Items from a data source:
++++

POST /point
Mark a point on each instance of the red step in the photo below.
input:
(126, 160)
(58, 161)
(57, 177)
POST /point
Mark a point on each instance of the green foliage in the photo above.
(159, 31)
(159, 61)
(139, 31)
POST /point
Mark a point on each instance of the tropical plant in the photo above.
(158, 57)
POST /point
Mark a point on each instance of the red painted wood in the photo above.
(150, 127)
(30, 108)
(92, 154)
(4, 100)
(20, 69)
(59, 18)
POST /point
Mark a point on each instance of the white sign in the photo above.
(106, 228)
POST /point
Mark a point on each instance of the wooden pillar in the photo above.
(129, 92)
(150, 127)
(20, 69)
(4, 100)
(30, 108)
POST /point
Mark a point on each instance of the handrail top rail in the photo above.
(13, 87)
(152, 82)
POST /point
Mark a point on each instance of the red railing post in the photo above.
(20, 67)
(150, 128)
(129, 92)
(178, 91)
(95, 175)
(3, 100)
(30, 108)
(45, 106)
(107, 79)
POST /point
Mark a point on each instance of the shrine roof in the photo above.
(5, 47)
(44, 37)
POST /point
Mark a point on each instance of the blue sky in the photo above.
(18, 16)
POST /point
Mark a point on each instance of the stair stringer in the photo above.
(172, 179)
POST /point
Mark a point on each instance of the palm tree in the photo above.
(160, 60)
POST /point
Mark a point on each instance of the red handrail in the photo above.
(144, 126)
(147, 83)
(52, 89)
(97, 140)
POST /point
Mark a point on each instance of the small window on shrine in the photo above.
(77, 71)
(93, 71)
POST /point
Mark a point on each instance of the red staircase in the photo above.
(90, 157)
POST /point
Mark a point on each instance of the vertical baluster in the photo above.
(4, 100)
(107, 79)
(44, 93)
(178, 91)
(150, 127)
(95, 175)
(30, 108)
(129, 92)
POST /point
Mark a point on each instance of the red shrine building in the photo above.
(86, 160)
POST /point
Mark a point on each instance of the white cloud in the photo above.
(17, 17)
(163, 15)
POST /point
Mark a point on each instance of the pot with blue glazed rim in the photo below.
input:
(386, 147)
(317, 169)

++++

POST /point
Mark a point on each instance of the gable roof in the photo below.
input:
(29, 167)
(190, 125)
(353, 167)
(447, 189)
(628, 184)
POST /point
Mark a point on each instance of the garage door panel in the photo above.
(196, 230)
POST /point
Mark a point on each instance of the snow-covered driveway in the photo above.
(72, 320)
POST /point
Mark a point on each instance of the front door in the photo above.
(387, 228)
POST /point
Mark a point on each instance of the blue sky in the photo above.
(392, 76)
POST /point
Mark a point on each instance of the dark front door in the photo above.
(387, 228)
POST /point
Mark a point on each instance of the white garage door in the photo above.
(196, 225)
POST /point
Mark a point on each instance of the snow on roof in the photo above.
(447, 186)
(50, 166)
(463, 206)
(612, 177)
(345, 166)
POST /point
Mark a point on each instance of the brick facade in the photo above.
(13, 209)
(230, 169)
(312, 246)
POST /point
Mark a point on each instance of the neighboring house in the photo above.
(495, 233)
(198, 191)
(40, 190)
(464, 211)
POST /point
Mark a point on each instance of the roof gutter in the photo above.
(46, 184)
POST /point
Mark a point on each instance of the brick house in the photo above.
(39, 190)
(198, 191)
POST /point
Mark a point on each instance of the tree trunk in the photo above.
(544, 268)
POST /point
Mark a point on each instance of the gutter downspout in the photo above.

++++

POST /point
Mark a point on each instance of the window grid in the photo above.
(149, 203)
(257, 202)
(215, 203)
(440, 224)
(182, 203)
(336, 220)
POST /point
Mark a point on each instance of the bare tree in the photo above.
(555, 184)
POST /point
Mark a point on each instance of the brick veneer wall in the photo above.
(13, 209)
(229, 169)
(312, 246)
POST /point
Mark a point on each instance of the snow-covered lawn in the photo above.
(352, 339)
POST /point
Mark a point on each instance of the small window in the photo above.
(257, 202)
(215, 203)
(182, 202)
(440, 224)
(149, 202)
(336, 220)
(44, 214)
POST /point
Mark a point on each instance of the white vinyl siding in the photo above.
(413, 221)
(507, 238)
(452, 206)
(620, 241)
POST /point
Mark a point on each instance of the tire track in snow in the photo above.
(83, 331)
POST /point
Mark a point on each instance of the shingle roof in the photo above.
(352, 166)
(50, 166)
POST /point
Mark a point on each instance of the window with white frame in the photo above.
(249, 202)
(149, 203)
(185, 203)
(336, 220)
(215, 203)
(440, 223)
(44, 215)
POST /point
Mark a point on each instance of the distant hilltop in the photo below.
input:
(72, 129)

++++

■ Task goal
Extract each line above that contains the word "house". Case counts.

■ Solution to this exercise
Mark a point on each instance of the neighboring house in the photo above.
Mark a point on each instance of the brick house in the photo above.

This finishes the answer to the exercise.